--- TRECHO DO TEXTO ---

Tudo dançou pra seus ouvidos, mas dançou com a suavidade de quem já estava dançando antes, sem ser percebido.

terça-feira, 9 de março de 2010

LONGE II

Poema encontrado na caixa "romantismos escondidos no sótão. Cuidado, tóxico"

"Não temos, nós dois, afinal
Nenhum sinal de vida
Por que aí não pega sinal
E sem tí não vivo, querida!"

segunda-feira, 8 de março de 2010

Longe I

Longe assim, pequeninha,
Eu posso me perguntar:
Quantas bocas tens, mocinha
Cem, quarenta ou só um par?

Quantos olhos em seu rosto?
É no rosto que eles ficam?
Onte o teu nariz é posto?
Onde teus peitos embicam?

Como, aliás, que são teus peitos...
São da cor da tua pele
Ou se pintam de outro jeito?
Esse verde, roxo aquele...

Pernas, patas ou tentáculos
Te sustentam nesse chão
(Ou um outro sustentáculo
Até asas, por que não)

Como, enfim, que és inteira
Fronte, costas e perfil.
Afrodite ou quimera,
Toda uma ou feita em mil?

Diz-me logo, seja berve
Que indo pra tão distante
Algo teu você me deve
Foto, instantâneo, instante...

Mas sem rastro teu, sem nada
Não há lógica ou norma
Que à memória desvairada
Lembre sempre a tua forma.

Repito, pra enfatizar:
Uma foto, um instantâneo, um instante...
Ou, para facilitar
Volte logo, o quanto antes.

domingo, 7 de março de 2010

Balada do cadaver















I

Está posto o cadáver
Numa simples cova rasa,
Mais feliz e mais saudável
Que em sua velha casa.

--- INFORMAÇÕES EXIBIDAS ---

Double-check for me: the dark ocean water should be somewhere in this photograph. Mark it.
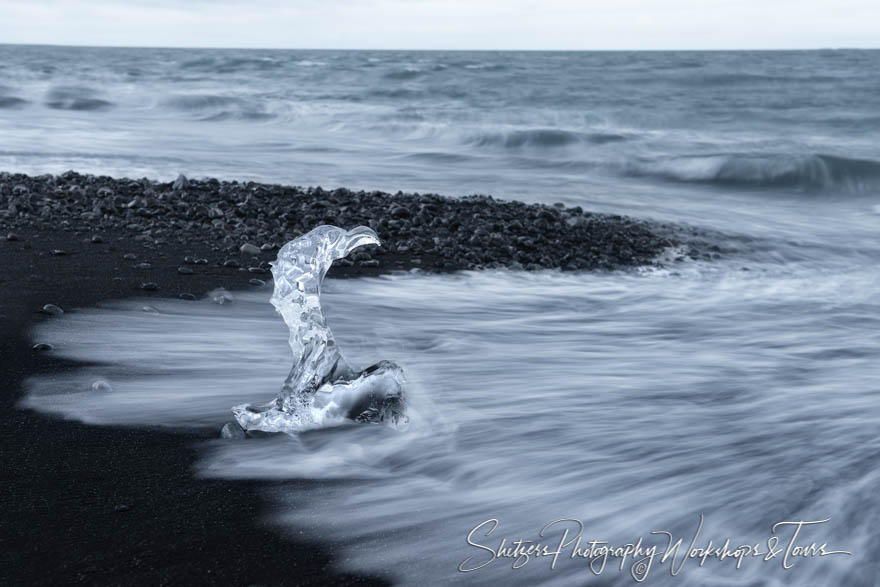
[10,46,880,585]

---

PROBLEMA PROPOSTO: Prossiga o trecho de poemas, escrevendo a continuação a partir do ponto em que ele termina. As linhas formam um material à parte, independente do trecho de poemas.

RESPOSTA ESPERADA:
A essa sua casa antiga
Dava-se o nome "alma",
Teto só de angústia e briga
Contrastante com a calma

De sua nova condição:
Serníssima e feliz
De enterrado sem caixão
Corpo só, sem ter verniz.

Todo em comum com a terra
Só certezas, seiva e paz
Seu haver em sí se encerra
Depois disso é nada mais.

II

Enterrado em cova rasa
Vai virando a própria cova
Abandonando a velha casa,
Para tornar-se a nova.

Existe como matéria
Que é divina: não tem fim.
A alma, a casa velha
Não é tão eterna assim

Pois que agora ele é tudo
Só matéria imolesta
Ele é o osso que é escudo
E é os vermes em festa

A alma, este lar inviso,
O diabo que a carregue!
O corpo é que é o paraíso,
E a sí mesmo está entregue.

quinta-feira, 4 de março de 2010

O PRIMEIRO DIA (baseado numa conversa com o professor Hugo Pinheiro)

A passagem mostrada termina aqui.